**What you have to do**
Leave the pictures out and write out the rest of the listing word for word.
════
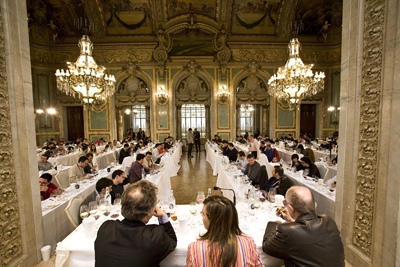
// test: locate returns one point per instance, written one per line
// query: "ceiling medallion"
(295, 81)
(84, 78)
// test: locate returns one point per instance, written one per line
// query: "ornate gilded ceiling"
(122, 21)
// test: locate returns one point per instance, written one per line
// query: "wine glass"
(93, 208)
(83, 211)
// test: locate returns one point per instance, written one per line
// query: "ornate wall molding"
(371, 88)
(10, 227)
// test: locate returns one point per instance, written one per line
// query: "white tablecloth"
(67, 160)
(56, 225)
(78, 250)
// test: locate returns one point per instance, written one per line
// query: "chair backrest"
(264, 176)
(310, 153)
(323, 171)
(62, 179)
(72, 210)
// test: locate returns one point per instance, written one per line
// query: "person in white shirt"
(156, 154)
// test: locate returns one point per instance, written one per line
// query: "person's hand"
(158, 212)
(284, 213)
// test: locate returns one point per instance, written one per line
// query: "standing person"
(131, 242)
(306, 239)
(223, 234)
(196, 135)
(190, 143)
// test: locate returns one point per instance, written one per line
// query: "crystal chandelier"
(295, 80)
(84, 78)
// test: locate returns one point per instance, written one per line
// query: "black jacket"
(123, 154)
(132, 243)
(311, 241)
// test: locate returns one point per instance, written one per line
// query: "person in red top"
(46, 187)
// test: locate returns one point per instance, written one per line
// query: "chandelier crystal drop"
(84, 78)
(295, 80)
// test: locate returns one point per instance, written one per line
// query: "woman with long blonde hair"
════
**Reply**
// test: locate returns one point per instance, written one per line
// query: "ceiling medallion"
(295, 81)
(84, 78)
// test: locate returns one point per instance, written one per line
// query: "ornate gilded ceiling"
(122, 21)
// test: locate returns one point per instance, written one per line
// query: "wine glass"
(93, 208)
(83, 211)
// test: locate returns one point per instance, written one per line
// query: "ornate wall molding"
(371, 88)
(10, 227)
// test: locate returns one point per instance, written one per line
// query: "white tablecloth"
(67, 160)
(56, 225)
(78, 250)
// test: locate returns one point per instance, written one per line
// query: "chair backrest"
(264, 176)
(310, 153)
(323, 171)
(62, 179)
(72, 210)
// test: locate returns one point per instance, written one per line
// query: "person in white shirt"
(156, 154)
// test: locate returns one point per instance, written one per line
// query: "person's hand"
(158, 212)
(284, 213)
// test: locate returns one point per instance, written one per line
// query: "standing person"
(131, 242)
(306, 239)
(223, 234)
(196, 135)
(190, 143)
// test: locate returns one point per instance, written one per line
// query: "crystal chandelier"
(295, 80)
(84, 78)
// test: locate returns one point per instance, written one per line
// query: "black jacket"
(123, 154)
(132, 243)
(311, 241)
// test: locate returns one point per instance, written one per line
// query: "person in red top"
(46, 187)
// test: locate returns one point per instance, written one per line
// query: "chandelier crystal drop"
(84, 78)
(295, 80)
// test: locate returns one point per instance, written one per line
// query: "woman with long blonde hair"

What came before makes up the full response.